ИСХОДНЫЙ ТЕКСТ:
Национально-патриотический подъем, вызванный унизительным, как многие полагали в России, Тильзитским миром, а позднее назревшей угрозой войны с Наполеоном I, породил новый интерес к Библии как богатому источнику выразительных средств.

Теоретиком обращения к торжественной стилистике Священного Писания выступил А. Шишков, организатор «Беседы любителей российской словесности» (1811). Император Александр I назначил его государственным секретарем с единственной задачей писать манифесты и обращения к народу во время Отечественной войны с Наполеоном (1812). Манифесты Шишкова как явления художественной публицистики представляют собой замечательный образчик стилизации под библейскую риторику. Так, в манифесте по поводу окончания войны он писал: «Господи! Молю тебя, да сбудутся словеса пророка твоего Давида», — и далее пересказывал один из псалмов. Одним из поэтов, действовавших в полном согласии с А. Шишковым, был Н. Шатров, который свои многочисленные переложения псалмов в значительной степени строил как отклики на события войны 1812–14 гг.

ЗАДАНИЕ: Продолжите текст о библейской стилистике в эпоху войны с Наполеоном с того места, где он обрывается, то есть сразу после его последнего предложения.

ИЗВЛЕЧЁННЫЕ ДАННЫЕ:
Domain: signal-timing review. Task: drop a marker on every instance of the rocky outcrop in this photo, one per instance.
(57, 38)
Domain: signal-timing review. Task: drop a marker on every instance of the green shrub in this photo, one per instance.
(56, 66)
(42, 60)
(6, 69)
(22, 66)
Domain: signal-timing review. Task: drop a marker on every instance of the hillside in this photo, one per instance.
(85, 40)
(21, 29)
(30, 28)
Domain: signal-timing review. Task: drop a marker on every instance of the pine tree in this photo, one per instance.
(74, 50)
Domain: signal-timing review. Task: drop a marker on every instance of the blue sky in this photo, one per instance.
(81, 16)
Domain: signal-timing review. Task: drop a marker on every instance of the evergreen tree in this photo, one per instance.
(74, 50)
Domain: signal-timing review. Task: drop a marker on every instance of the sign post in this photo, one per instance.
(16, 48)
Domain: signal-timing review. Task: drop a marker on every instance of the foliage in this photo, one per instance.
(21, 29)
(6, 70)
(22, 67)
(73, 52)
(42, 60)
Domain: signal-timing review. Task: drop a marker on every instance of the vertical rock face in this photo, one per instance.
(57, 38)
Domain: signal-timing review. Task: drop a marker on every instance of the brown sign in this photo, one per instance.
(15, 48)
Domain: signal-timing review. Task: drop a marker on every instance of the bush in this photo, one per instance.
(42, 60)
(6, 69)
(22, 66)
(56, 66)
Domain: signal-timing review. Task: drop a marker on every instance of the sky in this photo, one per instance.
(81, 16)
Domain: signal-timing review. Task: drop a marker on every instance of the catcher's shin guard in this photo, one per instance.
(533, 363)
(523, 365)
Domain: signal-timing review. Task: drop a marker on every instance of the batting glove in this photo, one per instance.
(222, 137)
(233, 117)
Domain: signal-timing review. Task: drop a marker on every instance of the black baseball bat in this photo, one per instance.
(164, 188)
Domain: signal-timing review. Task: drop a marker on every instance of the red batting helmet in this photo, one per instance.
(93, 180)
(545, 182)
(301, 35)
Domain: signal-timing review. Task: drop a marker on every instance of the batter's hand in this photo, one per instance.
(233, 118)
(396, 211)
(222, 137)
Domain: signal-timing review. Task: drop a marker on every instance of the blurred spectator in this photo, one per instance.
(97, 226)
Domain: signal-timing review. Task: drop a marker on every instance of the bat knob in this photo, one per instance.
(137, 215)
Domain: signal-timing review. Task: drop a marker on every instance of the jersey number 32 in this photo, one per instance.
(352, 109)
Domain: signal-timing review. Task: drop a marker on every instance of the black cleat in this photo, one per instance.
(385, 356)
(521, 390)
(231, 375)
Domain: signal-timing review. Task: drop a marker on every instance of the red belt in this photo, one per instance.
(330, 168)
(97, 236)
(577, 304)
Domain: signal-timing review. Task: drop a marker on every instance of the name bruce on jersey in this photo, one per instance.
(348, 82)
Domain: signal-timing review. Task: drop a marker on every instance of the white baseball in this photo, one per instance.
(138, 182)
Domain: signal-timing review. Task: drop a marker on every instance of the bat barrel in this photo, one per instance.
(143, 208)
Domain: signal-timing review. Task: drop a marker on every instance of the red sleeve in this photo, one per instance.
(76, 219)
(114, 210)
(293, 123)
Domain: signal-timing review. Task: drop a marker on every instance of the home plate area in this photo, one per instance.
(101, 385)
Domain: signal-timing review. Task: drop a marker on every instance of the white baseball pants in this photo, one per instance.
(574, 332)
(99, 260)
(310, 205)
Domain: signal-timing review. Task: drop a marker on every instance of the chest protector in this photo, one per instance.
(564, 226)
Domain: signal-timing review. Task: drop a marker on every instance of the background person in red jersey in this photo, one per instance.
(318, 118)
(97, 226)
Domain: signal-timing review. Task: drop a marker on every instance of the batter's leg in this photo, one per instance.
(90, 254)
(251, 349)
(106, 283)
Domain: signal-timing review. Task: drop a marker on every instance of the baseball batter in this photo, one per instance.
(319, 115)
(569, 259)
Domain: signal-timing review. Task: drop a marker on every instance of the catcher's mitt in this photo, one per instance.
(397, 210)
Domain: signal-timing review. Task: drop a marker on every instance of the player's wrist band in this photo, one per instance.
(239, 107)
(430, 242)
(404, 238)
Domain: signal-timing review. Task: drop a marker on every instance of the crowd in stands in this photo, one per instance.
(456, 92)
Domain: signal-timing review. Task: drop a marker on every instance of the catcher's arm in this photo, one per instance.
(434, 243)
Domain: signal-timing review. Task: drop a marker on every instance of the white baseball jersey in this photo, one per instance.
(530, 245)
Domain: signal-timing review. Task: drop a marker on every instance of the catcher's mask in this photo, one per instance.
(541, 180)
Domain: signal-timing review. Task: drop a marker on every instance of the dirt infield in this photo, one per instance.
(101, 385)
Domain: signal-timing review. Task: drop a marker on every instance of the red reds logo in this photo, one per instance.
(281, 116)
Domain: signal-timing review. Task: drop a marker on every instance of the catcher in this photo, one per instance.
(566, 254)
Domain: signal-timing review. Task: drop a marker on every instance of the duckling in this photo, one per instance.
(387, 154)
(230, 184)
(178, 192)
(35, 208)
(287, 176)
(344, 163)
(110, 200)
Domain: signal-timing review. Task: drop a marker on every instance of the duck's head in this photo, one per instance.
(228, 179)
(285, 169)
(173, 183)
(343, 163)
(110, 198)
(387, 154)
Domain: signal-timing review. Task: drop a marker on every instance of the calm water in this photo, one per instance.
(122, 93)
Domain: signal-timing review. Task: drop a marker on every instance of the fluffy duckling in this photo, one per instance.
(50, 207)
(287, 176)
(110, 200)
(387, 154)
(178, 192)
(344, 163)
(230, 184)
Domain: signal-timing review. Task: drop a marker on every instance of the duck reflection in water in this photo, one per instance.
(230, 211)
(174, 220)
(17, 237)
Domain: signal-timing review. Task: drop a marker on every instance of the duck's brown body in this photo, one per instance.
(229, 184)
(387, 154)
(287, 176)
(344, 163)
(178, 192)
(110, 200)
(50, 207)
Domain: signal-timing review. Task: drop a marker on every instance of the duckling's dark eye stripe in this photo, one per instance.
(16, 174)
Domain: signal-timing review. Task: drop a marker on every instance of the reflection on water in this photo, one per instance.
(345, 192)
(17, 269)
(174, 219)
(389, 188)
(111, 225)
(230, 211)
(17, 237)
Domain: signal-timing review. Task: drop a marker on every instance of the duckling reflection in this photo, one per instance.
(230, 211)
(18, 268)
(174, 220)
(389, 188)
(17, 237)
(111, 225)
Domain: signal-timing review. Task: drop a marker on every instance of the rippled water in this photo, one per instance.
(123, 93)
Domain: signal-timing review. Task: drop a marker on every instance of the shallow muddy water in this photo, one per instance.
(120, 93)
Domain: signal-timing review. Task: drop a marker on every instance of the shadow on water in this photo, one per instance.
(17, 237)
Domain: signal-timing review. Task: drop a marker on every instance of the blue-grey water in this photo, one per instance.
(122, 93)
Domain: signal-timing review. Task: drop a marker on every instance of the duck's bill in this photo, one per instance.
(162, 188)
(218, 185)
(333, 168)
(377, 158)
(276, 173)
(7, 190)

ОТВЕТ НА ЗАДАНИЕ:
Те же настроения породили особый вид трагедии, в которой библейская тематика служила прозрачным прикрытием аллюзий на политические события русской жизни. Первой русской трагедией на библейскую тему была «Дебора, или Торжество веры» (1810) А. Шаховского, написанная при участии Л. Неваховича. Драматург стремился воспроизвести дух библейской поэзии и показать героизм еврейского народа в борьбе за свободу; позднее появилась проникнутая теми же идеями трагедия П. Корсакова «Маккавеи» (1813). Обе трагедии были построены так, чтобы сквозь библейские образы зрители того времени могли узнавать деятелей современности и проникнуться живым сочувствием к народам, воюющим с Наполеоном. (В 1893 г. цензура запретила к постановке трагедию Корсакова «Маккавеи» со следующей мотивировкой: «Возникший с тех пор еврейский вопрос — стремление шестимиллионного еврейского населения империи освободиться от наложенных на них законом ограничений — делают трагедию господина Корсакова далеко не невинным зрелищем. На каждой странице можно прочесть такие аллюзии к борьбе евреев с иностранным влиянием, к притеснению еврейского народа, которые из невинной в 1813 г. трагедии делают весьма тенденциозную в настоящее время пьесу».)

Библейский поэтический стиль, представленный в русских оригинальных трагедиях и в сделанных тогда же переводах для русской сцены трагедий на библейские сюжеты Ж. Расина («Эсфирь» и «Гофолия»), получил широкое применение в переложениях псалмов, создававшихся поэтами, связанными с декабристами и их политическими идеями.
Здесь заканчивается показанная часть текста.